** BEGIN Dataset entries **

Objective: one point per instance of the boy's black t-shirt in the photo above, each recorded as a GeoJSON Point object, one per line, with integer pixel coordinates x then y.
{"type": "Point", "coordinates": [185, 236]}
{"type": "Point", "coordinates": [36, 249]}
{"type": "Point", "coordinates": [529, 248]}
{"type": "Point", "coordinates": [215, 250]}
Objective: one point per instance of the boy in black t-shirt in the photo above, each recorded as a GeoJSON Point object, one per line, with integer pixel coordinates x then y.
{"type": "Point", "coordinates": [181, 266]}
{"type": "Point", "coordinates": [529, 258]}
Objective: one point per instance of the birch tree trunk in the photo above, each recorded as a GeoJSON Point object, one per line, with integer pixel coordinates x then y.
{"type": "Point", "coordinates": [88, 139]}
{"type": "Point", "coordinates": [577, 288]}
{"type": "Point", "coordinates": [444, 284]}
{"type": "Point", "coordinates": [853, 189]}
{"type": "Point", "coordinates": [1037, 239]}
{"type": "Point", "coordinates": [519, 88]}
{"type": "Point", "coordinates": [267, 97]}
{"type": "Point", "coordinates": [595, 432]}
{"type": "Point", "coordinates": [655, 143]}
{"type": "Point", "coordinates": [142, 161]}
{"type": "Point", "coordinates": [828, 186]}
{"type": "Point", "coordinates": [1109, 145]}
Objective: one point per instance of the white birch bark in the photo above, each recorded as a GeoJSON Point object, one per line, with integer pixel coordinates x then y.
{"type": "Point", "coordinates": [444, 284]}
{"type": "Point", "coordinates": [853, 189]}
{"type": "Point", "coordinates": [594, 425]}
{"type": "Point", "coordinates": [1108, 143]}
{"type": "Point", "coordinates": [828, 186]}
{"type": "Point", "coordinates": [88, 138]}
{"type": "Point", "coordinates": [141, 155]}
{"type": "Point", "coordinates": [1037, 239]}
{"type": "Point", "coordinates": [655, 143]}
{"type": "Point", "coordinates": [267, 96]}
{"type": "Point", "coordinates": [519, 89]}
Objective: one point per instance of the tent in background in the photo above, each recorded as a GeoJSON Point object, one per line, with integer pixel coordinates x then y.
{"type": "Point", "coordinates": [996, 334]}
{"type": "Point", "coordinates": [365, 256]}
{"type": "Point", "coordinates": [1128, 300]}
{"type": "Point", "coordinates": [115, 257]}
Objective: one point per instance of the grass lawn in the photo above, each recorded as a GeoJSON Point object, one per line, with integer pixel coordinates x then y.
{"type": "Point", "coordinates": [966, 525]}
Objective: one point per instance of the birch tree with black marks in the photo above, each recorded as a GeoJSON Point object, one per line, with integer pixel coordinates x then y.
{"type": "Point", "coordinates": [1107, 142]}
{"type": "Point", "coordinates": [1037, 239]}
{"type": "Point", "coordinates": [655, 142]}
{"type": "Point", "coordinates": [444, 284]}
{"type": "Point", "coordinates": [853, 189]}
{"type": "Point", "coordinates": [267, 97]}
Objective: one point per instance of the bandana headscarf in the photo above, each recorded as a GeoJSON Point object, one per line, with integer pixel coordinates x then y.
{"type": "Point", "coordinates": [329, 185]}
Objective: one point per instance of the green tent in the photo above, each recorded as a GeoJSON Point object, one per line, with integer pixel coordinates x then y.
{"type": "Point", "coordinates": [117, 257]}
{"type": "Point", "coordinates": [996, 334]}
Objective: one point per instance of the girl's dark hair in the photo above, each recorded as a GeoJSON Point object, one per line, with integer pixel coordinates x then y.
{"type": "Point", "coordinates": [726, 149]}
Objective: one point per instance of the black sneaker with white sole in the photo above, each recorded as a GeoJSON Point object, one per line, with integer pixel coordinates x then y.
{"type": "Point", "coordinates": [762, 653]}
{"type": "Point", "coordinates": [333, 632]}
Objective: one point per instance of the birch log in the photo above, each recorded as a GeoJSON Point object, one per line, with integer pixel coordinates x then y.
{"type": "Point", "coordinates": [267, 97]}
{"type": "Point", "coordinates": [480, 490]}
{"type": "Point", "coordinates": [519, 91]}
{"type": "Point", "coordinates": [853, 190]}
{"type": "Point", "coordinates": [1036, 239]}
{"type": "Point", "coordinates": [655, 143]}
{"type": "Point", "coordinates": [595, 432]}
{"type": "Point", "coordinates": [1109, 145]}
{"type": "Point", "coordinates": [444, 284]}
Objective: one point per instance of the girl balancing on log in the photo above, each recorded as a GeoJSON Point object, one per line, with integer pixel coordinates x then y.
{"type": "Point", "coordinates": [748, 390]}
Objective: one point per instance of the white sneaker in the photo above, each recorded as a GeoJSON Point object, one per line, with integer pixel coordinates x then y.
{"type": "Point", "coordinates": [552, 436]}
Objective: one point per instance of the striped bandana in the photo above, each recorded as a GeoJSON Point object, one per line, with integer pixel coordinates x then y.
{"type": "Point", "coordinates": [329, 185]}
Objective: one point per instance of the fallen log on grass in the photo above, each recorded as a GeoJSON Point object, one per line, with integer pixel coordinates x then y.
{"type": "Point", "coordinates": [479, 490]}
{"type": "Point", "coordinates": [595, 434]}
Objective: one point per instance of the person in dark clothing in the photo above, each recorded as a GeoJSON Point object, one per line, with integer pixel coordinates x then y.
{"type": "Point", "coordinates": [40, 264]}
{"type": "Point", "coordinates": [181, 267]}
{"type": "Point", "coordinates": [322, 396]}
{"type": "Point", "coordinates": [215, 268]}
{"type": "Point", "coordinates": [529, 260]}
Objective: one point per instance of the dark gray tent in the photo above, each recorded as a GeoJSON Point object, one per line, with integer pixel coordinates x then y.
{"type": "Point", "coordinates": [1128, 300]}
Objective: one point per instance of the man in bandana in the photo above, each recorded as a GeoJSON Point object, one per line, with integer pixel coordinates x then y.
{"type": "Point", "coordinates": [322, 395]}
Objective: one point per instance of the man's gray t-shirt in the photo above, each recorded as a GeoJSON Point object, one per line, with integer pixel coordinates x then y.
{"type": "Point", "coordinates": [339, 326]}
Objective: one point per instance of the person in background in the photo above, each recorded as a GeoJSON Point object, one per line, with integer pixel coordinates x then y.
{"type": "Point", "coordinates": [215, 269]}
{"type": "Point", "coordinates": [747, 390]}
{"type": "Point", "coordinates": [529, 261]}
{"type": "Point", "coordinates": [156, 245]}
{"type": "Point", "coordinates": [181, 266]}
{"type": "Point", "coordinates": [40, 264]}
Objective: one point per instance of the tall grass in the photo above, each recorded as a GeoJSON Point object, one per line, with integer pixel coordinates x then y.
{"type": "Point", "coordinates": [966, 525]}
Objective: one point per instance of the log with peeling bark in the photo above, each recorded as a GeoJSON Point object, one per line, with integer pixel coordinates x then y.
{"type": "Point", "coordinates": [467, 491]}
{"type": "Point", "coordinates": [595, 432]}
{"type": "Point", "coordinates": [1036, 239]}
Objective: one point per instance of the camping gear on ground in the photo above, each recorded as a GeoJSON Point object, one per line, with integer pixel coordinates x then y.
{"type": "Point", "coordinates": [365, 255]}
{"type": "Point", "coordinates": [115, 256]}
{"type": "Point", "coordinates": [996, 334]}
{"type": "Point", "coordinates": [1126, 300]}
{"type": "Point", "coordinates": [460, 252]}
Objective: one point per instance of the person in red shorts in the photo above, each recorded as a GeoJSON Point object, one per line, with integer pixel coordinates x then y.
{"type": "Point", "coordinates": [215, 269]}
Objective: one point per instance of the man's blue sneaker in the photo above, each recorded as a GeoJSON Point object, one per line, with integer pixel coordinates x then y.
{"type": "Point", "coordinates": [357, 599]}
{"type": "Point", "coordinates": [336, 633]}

** END Dataset entries **

> Work to complete:
Quote the listing in full, please, keeping every line exact.

> Output for this exercise:
Objective: one point per instance of the boy's black t-shirt in the photo above, each recorded as a GeoJSON Point object, one per line, with integer pixel coordinates x then y.
{"type": "Point", "coordinates": [185, 236]}
{"type": "Point", "coordinates": [36, 249]}
{"type": "Point", "coordinates": [529, 248]}
{"type": "Point", "coordinates": [215, 250]}
Objective: one point per instance of the boy in black t-shirt in the photo above, each recorded as a GeoJSON Point object, one per line, with integer pixel coordinates x then y.
{"type": "Point", "coordinates": [181, 266]}
{"type": "Point", "coordinates": [529, 258]}
Objective: one point per instance of the birch tree trunk in the photo above, each recorded as a GeoJSON Point object, one per line, with integer pixel coordinates x then y.
{"type": "Point", "coordinates": [88, 139]}
{"type": "Point", "coordinates": [577, 288]}
{"type": "Point", "coordinates": [444, 284]}
{"type": "Point", "coordinates": [853, 189]}
{"type": "Point", "coordinates": [1037, 239]}
{"type": "Point", "coordinates": [519, 88]}
{"type": "Point", "coordinates": [267, 97]}
{"type": "Point", "coordinates": [595, 432]}
{"type": "Point", "coordinates": [655, 143]}
{"type": "Point", "coordinates": [142, 161]}
{"type": "Point", "coordinates": [828, 186]}
{"type": "Point", "coordinates": [1109, 145]}
Objective: one point per instance of the white birch bark in the photo above, each recorded as a GeoJSON Point object, one per line, with integer pixel coordinates x then y.
{"type": "Point", "coordinates": [444, 284]}
{"type": "Point", "coordinates": [853, 189]}
{"type": "Point", "coordinates": [594, 425]}
{"type": "Point", "coordinates": [1108, 143]}
{"type": "Point", "coordinates": [828, 186]}
{"type": "Point", "coordinates": [88, 138]}
{"type": "Point", "coordinates": [141, 155]}
{"type": "Point", "coordinates": [1037, 239]}
{"type": "Point", "coordinates": [655, 143]}
{"type": "Point", "coordinates": [267, 96]}
{"type": "Point", "coordinates": [519, 89]}
Objective: one point per instance of the tent in background in the photo above, each recorded as a GeoJSON Point object, one per line, with integer pixel coordinates x then y.
{"type": "Point", "coordinates": [996, 334]}
{"type": "Point", "coordinates": [365, 256]}
{"type": "Point", "coordinates": [1128, 300]}
{"type": "Point", "coordinates": [115, 257]}
Objective: one point per instance of the grass lawn in the photo above, each recorded as a GeoJSON Point object, one per line, with integer pixel coordinates x then y.
{"type": "Point", "coordinates": [966, 525]}
Objective: one point per instance of the birch tree with black marks in the photo above, each recorded as a GeoJSON Point object, one per line, with integer pixel coordinates x then y.
{"type": "Point", "coordinates": [1107, 142]}
{"type": "Point", "coordinates": [1037, 239]}
{"type": "Point", "coordinates": [655, 142]}
{"type": "Point", "coordinates": [444, 284]}
{"type": "Point", "coordinates": [853, 189]}
{"type": "Point", "coordinates": [267, 97]}
Objective: one point per instance of the bandana headscarf in the photo above, each recorded as a GeoJSON Point object, one per line, with integer pixel coordinates x then y.
{"type": "Point", "coordinates": [329, 185]}
Objective: one point per instance of the green tent in the photo above, each recorded as a GeoJSON Point object, one per line, with integer pixel coordinates x then y.
{"type": "Point", "coordinates": [117, 257]}
{"type": "Point", "coordinates": [996, 334]}
Objective: one point per instance of the girl's dark hair in the photo above, each recorded as a GeoJSON Point object, one per line, with integer pixel coordinates x then y.
{"type": "Point", "coordinates": [726, 149]}
Objective: one point per instance of the black sneaker with white sole in the photo above, each recorded as a GeoJSON Point object, one per line, with integer pixel coordinates x then y.
{"type": "Point", "coordinates": [762, 653]}
{"type": "Point", "coordinates": [333, 632]}
Objective: one point per instance of the birch log in the photo above, each recorded as a GeoJSON Point object, one per line, with integer pixel coordinates x then y.
{"type": "Point", "coordinates": [267, 97]}
{"type": "Point", "coordinates": [480, 490]}
{"type": "Point", "coordinates": [519, 91]}
{"type": "Point", "coordinates": [853, 190]}
{"type": "Point", "coordinates": [1036, 239]}
{"type": "Point", "coordinates": [655, 143]}
{"type": "Point", "coordinates": [595, 432]}
{"type": "Point", "coordinates": [1109, 145]}
{"type": "Point", "coordinates": [444, 284]}
Objective: one point per instance of the girl balancing on log in the photo above, each recorded as a GeoJSON Point object, one per line, with integer pixel coordinates x then y.
{"type": "Point", "coordinates": [748, 390]}
Objective: one point per instance of the white sneaker in the photo above, each recorded as a GeoJSON Point object, one per line, with integer pixel coordinates x then y.
{"type": "Point", "coordinates": [552, 436]}
Objective: one point per instance of the striped bandana in the photo above, each recorded as a GeoJSON Point object, one per line, with integer pixel coordinates x then y.
{"type": "Point", "coordinates": [329, 185]}
Objective: one point per instance of the fallen log on grass in the photo above, each recorded as a GeoJSON Point object, one per line, with integer pixel coordinates x then y.
{"type": "Point", "coordinates": [479, 490]}
{"type": "Point", "coordinates": [595, 434]}
Objective: one point per instance of the person in dark clothing in the photo above, each recorded as a GeoJSON Point object, one per line, with integer pixel coordinates x then y.
{"type": "Point", "coordinates": [40, 264]}
{"type": "Point", "coordinates": [181, 267]}
{"type": "Point", "coordinates": [322, 396]}
{"type": "Point", "coordinates": [215, 268]}
{"type": "Point", "coordinates": [529, 260]}
Objective: one point per instance of the dark gray tent in the photo above, each recorded as a GeoJSON Point object, one per line, with integer pixel coordinates x then y.
{"type": "Point", "coordinates": [1128, 300]}
Objective: one point per instance of the man in bandana in the photo above, each recorded as a GeoJSON Point object, one per line, with integer pixel coordinates x then y.
{"type": "Point", "coordinates": [322, 395]}
Objective: one point per instance of the man's gray t-shirt in the photo above, each recorded as a GeoJSON Point object, one per line, with integer pixel coordinates x then y.
{"type": "Point", "coordinates": [339, 326]}
Objective: one point per instance of the person in background in the photo above, each recorded as a GeoJSON Point object, one per line, with integer pixel coordinates x then y.
{"type": "Point", "coordinates": [215, 269]}
{"type": "Point", "coordinates": [747, 390]}
{"type": "Point", "coordinates": [529, 261]}
{"type": "Point", "coordinates": [156, 245]}
{"type": "Point", "coordinates": [181, 266]}
{"type": "Point", "coordinates": [40, 264]}
Objective: one point per instance of the tall grass in the photo above, each recorded as a GeoJSON Point object, one per line, with integer pixel coordinates x then y.
{"type": "Point", "coordinates": [966, 525]}
Objective: one point per instance of the log with peeling bark in the photo above, each recorded as a GeoJSON Point object, one per line, with integer pixel coordinates x then y.
{"type": "Point", "coordinates": [467, 491]}
{"type": "Point", "coordinates": [595, 432]}
{"type": "Point", "coordinates": [1036, 239]}
Objective: one point per instance of the camping gear on ground in the photo above, each recorded as a GeoJSON Point object, one per line, with integer pixel coordinates x then y.
{"type": "Point", "coordinates": [365, 255]}
{"type": "Point", "coordinates": [115, 256]}
{"type": "Point", "coordinates": [996, 334]}
{"type": "Point", "coordinates": [1126, 300]}
{"type": "Point", "coordinates": [460, 252]}
Objective: one point per instance of the person in red shorts in the photo above, each recorded as a GeoJSON Point object, one per line, with integer pixel coordinates x then y.
{"type": "Point", "coordinates": [215, 269]}
Objective: one point per instance of the man's blue sneaker in the photo above, each recorded as a GeoJSON Point object, one per line, with integer pixel coordinates x then y.
{"type": "Point", "coordinates": [357, 599]}
{"type": "Point", "coordinates": [336, 633]}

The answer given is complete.